## [What is being asked]
Rescale the rows from the line that contains "Practice. Find the deck" through the line that contains "point(25, 272)", reproducing every one of those lines, requests included, and multiplying each point coordinate by 0.95, rounded to a whole number with halves going up. Give back only those lines.
— START OF Data listing —
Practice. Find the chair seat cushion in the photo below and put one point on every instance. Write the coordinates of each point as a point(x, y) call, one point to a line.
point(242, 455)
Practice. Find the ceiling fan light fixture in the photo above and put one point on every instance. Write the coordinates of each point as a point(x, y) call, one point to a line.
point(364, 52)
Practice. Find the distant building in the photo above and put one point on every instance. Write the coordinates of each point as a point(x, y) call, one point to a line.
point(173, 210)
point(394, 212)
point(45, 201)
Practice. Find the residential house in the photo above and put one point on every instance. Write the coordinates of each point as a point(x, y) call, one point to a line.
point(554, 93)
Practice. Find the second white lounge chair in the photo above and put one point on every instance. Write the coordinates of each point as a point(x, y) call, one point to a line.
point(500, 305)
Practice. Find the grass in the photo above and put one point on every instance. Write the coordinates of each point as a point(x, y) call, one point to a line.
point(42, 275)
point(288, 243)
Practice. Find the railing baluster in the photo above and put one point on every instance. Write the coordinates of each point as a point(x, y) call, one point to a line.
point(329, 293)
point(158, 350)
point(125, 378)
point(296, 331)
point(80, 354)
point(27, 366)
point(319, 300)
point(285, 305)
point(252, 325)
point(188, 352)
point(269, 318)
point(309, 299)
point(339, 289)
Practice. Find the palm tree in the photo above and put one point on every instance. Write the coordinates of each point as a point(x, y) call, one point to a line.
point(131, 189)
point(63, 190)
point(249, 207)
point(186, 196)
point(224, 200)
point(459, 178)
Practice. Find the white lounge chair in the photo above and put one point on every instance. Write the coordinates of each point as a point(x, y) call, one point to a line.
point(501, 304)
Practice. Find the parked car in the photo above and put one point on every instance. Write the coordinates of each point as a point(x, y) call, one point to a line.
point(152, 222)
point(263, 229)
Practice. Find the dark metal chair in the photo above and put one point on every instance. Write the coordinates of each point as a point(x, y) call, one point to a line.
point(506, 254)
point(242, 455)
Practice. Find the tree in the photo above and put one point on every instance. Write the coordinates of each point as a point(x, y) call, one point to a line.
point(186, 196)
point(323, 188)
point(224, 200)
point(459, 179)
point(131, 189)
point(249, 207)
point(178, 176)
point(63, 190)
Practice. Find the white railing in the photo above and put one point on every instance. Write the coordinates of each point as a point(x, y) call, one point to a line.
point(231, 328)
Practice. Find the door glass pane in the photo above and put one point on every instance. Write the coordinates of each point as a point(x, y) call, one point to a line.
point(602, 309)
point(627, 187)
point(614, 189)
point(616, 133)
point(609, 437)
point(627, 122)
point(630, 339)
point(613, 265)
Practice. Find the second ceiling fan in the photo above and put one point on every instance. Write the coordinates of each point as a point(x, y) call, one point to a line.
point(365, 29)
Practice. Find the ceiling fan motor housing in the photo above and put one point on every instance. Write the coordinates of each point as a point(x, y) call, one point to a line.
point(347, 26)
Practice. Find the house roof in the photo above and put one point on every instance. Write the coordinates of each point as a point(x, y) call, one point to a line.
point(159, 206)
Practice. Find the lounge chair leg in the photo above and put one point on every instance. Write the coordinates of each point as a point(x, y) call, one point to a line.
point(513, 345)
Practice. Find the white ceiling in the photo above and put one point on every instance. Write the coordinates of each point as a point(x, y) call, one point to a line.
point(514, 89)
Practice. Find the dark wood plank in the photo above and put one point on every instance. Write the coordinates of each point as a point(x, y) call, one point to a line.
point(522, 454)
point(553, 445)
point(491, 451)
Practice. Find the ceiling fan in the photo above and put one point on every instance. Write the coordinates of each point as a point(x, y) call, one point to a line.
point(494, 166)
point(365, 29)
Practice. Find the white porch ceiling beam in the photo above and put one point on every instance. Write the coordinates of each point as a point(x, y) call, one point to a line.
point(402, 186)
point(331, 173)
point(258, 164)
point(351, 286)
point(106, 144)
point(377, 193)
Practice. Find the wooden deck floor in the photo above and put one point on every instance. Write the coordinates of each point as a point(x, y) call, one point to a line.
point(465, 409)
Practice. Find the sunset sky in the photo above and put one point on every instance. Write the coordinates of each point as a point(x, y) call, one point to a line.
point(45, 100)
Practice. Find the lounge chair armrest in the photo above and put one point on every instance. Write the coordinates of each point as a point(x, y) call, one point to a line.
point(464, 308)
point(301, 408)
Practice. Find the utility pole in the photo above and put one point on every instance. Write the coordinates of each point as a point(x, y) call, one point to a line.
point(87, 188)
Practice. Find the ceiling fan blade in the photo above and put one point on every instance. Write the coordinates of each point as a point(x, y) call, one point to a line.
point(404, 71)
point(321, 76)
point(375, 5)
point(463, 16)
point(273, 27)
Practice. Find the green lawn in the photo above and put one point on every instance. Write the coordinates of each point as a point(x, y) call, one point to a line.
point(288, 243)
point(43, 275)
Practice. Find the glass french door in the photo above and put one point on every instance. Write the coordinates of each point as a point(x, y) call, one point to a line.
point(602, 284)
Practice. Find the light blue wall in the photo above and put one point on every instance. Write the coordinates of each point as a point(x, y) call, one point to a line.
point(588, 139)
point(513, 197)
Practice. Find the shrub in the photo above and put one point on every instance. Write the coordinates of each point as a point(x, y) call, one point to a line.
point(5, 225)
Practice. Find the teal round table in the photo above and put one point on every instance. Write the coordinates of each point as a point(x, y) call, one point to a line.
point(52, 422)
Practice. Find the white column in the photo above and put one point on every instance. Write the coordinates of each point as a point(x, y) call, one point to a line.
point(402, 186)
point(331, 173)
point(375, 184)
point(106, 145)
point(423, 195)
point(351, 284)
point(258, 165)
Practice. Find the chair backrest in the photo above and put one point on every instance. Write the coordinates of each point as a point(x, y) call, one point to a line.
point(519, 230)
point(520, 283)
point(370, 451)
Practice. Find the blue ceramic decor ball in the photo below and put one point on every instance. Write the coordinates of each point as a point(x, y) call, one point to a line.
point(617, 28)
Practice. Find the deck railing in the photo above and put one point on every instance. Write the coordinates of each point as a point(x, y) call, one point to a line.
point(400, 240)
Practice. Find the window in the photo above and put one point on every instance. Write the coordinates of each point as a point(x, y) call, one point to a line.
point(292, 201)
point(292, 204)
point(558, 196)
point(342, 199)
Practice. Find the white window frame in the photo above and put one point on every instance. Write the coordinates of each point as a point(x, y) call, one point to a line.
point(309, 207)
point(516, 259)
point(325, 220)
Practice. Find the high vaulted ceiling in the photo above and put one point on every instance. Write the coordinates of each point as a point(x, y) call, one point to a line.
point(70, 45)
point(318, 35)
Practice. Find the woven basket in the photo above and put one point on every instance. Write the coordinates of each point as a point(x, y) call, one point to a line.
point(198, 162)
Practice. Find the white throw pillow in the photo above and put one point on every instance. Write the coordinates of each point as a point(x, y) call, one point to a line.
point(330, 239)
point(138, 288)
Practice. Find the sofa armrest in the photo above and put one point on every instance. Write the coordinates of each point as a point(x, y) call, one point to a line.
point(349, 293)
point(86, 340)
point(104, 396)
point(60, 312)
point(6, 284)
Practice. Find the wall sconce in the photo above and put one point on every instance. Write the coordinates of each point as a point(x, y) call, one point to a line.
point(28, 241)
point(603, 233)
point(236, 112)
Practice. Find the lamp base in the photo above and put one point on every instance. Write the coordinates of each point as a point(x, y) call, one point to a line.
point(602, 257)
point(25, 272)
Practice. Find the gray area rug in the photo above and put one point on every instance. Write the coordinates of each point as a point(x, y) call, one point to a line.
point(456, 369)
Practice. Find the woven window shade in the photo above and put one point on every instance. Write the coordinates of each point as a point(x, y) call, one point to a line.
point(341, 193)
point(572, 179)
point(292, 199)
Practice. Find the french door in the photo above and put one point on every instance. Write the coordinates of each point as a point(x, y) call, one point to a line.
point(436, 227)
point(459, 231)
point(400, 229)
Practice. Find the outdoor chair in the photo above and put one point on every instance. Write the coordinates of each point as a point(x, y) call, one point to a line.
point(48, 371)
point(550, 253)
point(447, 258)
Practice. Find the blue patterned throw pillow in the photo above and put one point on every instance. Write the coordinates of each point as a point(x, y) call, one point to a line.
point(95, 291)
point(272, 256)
— END OF Data listing —
## [Finished answer]
Practice. Find the deck railing in the photo above and put one point on every instance. Write the coordinates of each point as a point(x, y) call, one point to a line.
point(380, 228)
Practice. Find the window in the photo above and put one point on every instance. Write the coordinates of each point as a point(x, y) call, one point to a line.
point(277, 191)
point(277, 194)
point(530, 186)
point(325, 189)
Practice. Find the white window frame in the photo above and put one point on every instance. Write the coordinates of each point as a point(x, y) call, one point to a line.
point(294, 197)
point(490, 246)
point(309, 209)
Practice. Find the high vaulted ceiling in the photo above and put one point on every instance. Write the coordinates of each point as a point(x, y) call, one point to a line.
point(67, 43)
point(302, 33)
Practice. Find the woven basket in the photo above and put one point on every instance. Write the coordinates of each point as a point(x, y) call, one point to a line.
point(188, 154)
Practice. Find the white throw pillow in the photo above and put one point on every instance. Write the coordinates of each point as a point(x, y) call, one point to a line.
point(314, 227)
point(131, 274)
Practice. Find the sofa armrest in the photo above and put one point on every instance. Write the coordinates of each point as a point(x, y) call, one point to a line.
point(332, 278)
point(82, 323)
point(99, 376)
point(57, 296)
point(6, 270)
Practice. Find the wall sconce in the photo above and put one point on every instance. Write the coordinates of each point as a point(x, y) call, one point to a line.
point(27, 229)
point(573, 221)
point(224, 106)
Practice. Find the lamp base in the photo above and put one point on every instance. Write the coordinates of each point as a point(x, y) call, one point to a line.
point(572, 244)
point(24, 258)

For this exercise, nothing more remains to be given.